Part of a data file
━━━━━━━━━━━━━━━━━━━━━━━━━━━━━━

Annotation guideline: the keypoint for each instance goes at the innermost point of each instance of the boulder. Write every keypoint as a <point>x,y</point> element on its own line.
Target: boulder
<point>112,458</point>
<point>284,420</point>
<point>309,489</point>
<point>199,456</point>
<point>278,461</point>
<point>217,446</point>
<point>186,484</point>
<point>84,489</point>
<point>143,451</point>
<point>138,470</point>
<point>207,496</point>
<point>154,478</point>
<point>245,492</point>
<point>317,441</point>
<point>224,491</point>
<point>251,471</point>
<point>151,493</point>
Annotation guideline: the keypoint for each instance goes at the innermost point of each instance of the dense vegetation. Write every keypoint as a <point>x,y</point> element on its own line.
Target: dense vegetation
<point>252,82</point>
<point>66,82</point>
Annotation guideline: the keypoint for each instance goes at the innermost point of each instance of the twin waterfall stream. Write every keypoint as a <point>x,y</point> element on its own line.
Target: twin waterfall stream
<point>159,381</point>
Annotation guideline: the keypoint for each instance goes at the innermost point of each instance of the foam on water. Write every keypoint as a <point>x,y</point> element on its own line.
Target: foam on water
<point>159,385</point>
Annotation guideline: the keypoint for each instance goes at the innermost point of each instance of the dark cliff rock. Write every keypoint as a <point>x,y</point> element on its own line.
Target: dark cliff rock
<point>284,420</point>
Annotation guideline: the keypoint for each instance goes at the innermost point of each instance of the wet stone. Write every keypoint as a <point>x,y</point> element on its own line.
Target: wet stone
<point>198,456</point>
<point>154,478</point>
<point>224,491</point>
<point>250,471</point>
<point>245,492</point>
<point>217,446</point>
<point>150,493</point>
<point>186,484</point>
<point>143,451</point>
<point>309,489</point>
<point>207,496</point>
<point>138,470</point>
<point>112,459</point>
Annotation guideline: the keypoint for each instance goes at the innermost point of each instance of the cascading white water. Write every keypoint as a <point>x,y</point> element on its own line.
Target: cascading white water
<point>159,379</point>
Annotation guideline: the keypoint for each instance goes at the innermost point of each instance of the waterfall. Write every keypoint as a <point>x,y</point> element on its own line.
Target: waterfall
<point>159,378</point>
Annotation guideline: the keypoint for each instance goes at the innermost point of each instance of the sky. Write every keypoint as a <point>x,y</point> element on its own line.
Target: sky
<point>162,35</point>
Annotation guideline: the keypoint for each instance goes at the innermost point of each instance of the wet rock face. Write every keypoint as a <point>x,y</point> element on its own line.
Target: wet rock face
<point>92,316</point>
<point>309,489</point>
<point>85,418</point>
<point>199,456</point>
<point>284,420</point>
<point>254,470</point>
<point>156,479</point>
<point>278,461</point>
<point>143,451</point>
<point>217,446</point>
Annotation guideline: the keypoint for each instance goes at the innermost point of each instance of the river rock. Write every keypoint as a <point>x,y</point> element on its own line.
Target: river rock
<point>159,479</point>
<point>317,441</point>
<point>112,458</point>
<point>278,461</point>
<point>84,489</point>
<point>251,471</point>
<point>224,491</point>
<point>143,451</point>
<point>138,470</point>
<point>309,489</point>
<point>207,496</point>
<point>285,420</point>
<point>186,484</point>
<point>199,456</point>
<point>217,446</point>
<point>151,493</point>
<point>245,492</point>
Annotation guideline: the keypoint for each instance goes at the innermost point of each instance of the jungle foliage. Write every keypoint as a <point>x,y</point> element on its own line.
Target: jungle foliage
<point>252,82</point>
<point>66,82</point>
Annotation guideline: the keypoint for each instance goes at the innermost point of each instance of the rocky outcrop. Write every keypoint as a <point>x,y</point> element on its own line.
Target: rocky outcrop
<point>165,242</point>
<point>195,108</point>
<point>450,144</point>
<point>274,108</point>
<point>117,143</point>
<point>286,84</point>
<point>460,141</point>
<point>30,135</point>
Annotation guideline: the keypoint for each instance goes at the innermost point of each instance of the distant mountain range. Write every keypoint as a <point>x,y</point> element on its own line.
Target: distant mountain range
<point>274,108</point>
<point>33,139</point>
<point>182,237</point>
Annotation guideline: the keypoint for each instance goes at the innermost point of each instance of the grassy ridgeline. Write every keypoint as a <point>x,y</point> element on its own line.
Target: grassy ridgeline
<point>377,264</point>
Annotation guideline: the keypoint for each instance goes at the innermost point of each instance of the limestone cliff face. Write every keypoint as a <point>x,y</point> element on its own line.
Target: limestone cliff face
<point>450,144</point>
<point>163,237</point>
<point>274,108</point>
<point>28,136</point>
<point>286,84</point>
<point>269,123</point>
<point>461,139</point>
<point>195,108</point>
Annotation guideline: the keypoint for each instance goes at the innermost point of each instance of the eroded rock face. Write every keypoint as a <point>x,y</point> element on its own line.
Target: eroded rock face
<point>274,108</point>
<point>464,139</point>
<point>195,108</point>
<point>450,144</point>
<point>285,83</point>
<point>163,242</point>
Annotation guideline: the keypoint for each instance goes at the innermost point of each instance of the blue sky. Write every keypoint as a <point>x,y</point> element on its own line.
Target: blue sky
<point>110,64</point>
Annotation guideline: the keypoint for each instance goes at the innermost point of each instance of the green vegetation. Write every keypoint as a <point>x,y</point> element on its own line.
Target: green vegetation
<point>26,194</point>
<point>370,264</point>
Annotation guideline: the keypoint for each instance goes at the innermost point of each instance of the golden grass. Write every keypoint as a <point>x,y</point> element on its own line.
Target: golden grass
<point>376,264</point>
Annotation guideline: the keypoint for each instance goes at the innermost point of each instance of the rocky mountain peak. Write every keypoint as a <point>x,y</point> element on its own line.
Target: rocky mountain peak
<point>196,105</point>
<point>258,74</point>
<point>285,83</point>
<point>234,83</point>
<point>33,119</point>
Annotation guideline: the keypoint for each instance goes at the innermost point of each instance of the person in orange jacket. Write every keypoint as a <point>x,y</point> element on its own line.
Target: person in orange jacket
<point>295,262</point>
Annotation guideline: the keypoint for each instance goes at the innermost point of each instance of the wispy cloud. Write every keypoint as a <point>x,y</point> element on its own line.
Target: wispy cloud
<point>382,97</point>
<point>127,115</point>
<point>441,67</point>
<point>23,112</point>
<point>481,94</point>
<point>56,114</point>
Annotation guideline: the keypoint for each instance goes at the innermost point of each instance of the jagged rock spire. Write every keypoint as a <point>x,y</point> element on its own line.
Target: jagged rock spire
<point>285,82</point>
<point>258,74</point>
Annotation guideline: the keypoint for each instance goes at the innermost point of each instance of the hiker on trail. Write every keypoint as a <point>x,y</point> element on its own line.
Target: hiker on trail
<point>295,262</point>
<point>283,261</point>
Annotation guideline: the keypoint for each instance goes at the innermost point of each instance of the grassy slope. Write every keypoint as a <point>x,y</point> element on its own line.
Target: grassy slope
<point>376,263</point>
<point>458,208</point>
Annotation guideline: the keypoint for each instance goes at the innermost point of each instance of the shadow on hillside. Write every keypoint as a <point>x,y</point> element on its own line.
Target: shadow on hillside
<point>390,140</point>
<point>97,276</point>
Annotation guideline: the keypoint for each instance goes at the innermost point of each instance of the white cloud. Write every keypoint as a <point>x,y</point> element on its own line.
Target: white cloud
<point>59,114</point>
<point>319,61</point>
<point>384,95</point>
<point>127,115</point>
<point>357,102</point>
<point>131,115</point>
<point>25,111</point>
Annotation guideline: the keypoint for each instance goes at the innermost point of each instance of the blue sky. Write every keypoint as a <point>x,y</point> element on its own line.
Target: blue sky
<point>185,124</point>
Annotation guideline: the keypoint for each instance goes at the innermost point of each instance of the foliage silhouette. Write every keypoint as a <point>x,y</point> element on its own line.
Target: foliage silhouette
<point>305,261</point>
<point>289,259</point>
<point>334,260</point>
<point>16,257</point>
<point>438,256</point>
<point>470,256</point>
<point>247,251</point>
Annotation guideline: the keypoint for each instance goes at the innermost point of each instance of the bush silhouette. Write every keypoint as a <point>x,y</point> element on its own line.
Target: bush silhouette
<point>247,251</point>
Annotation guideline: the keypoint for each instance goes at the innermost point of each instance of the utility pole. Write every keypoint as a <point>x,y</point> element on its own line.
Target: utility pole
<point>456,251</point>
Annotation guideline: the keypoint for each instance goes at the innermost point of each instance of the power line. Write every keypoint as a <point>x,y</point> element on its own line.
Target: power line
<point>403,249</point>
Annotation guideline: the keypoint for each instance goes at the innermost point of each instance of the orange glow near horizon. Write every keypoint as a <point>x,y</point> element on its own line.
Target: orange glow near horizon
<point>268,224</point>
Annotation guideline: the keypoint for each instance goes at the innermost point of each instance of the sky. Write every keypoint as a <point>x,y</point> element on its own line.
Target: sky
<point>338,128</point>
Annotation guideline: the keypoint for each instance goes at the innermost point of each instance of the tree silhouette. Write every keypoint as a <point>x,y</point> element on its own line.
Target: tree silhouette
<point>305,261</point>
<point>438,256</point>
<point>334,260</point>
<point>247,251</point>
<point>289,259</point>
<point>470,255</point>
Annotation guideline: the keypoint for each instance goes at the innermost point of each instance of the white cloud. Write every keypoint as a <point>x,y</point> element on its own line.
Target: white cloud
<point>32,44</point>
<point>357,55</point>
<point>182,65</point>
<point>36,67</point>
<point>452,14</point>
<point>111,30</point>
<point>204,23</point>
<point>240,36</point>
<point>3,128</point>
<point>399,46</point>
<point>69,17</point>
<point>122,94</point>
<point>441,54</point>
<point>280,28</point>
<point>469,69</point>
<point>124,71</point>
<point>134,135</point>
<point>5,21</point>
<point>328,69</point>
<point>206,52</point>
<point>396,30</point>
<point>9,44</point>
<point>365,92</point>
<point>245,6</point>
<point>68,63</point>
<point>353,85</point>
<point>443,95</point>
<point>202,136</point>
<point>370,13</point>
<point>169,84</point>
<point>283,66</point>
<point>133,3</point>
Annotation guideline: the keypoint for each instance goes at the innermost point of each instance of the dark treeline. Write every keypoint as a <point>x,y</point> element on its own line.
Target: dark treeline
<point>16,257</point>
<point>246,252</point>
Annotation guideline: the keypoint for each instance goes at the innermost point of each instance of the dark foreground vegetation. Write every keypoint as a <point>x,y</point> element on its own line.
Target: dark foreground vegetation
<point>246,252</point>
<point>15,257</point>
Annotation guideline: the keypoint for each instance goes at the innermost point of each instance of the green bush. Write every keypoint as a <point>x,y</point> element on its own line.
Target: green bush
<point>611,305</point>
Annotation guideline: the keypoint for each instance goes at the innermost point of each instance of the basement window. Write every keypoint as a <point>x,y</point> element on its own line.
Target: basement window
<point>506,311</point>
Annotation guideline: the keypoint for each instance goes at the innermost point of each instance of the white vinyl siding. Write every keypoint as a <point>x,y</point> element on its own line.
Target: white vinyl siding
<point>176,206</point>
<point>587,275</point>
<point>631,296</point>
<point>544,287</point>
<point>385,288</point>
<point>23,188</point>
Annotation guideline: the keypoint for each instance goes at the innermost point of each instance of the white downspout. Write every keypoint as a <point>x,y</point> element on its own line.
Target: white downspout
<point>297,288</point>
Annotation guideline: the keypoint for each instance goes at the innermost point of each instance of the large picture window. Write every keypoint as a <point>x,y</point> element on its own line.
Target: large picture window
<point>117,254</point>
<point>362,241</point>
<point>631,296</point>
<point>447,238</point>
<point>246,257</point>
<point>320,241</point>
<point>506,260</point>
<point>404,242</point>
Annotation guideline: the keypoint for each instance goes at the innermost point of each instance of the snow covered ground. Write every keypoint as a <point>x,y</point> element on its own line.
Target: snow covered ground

━━━━━━━━━━━━━━━━━━━━━━━━━━━━━━

- [EXERCISE BRIEF]: Could you lay out the records from the line containing "of the tree" up to and including the line containing "<point>470,255</point>" as a numbered list, leaving out any blank lines?

- [EXPECTED ANSWER]:
1. Annotation guideline: the keypoint for each instance goes at the innermost point of each instance of the tree silhouette. Write every keypoint as a <point>x,y</point> element on its own line.
2. Target: tree silhouette
3. <point>305,261</point>
4. <point>438,256</point>
5. <point>334,260</point>
6. <point>247,251</point>
7. <point>289,259</point>
8. <point>470,255</point>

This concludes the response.